Talk:Huffman coding
This is the talk page for discussing improvements to the Huffman coding article. This is not a forum for general discussion of the article's subject. |
Article policies
|
Find sources: Google (books · news · scholar · free images · WP refs) · FENS · JSTOR · TWL |
Archives: 1 |
This article is rated C-class on Wikipedia's content assessment scale. It is of interest to the following WikiProjects: | ||||||||||||||||||||||||||||||||||||||
|
Optimality
[edit]This section has several inaccuracies and would benefit from links to other pure entropy-encoding algorithms.
"Although Huffman's original algorithm is optimal for a symbol-by-symbol coding (i.e., a stream of unrelated symbols) with a known input probability distribution,"
This is incorrect. Huffman is optimal for a prefix code algorithm, but there are non-prefix code coders that give better compression so clearly Huffman is not optimal out of all of them. (What it has in advantage is simplicity, especially in hardware implementations.) I also don't understand why Arithmetic coding and LZW are grouped together here. That is muddling up modelling with entropy encoding. Many of the most widely used LZ algorithms also utilise huffman (eg gzip / Deflate) - these are totally orthogonal issues and it is confusing to the reader to imply otherwise. I would therefore drop LZW from this statement and add in Asymmetric Numeral System instead as it fits along side Arithmetic Coding as a direct alternative to entropy encoding and we should be unbiased in our listing of alternatives.
"Prefix codes tend to have inefficiency on small alphabets, where probabilities often fall between these optimal points. The worst case for Huffman coding can happen when the probability of a symbol exceeds 2−1 = 0.5, making the upper limit of inefficiency unbounded. Combining symbols together ("blocking") can be used to make Huffman coding as efficient as theoretically possible."
___
• **BRIEF**:
Copy out the Huffman coding talk page word for word, from "This is incorrect." up to and including "listing of alternatives.".

• **DATA EXTRACT**:
___
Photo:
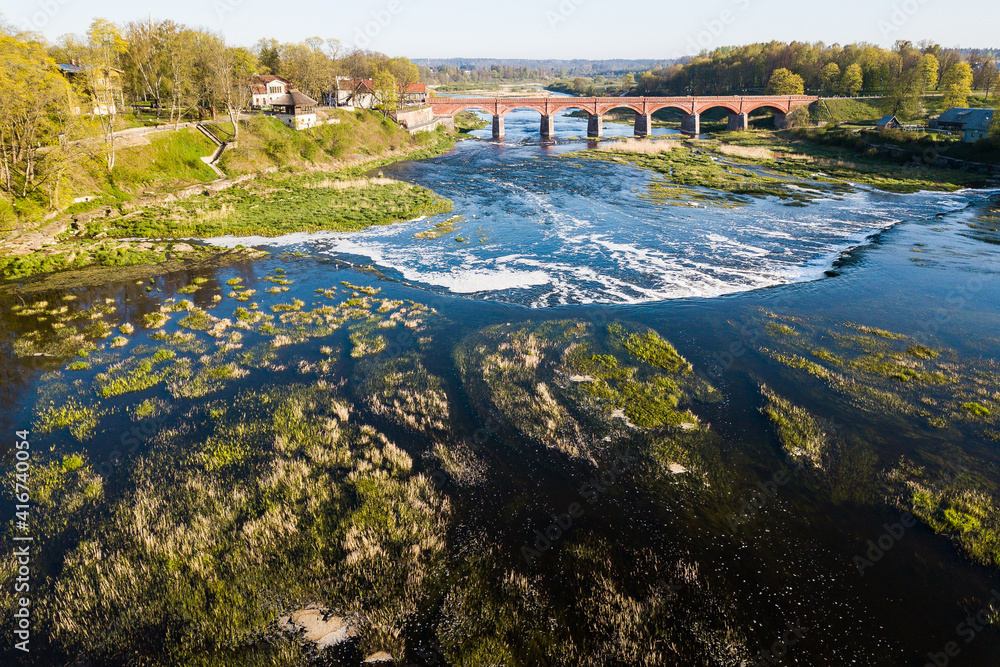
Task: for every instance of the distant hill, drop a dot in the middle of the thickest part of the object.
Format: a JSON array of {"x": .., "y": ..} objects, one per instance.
[{"x": 572, "y": 67}]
___
• **EXERCISE RESULT**:
This is incorrect. Huffman is optimal for a prefix code algorithm, but there are non-prefix code coders that give better compression so clearly Huffman is not optimal out of all of them. (What it has in advantage is simplicity, especially in hardware implementations.) I also don't understand why Arithmetic coding and LZW are grouped together here. That is muddling up modelling with entropy encoding. Many of the most widely used LZ algorithms also utilise huffman (eg gzip / Deflate) - these are totally orthogonal issues and it is confusing to the reader to imply otherwise. I would therefore drop LZW from this statement and add in Asymmetric Numeral System instead as it fits along side Arithmetic Coding as a direct alternative to entropy encoding and we should be unbiased in our listing of alternatives.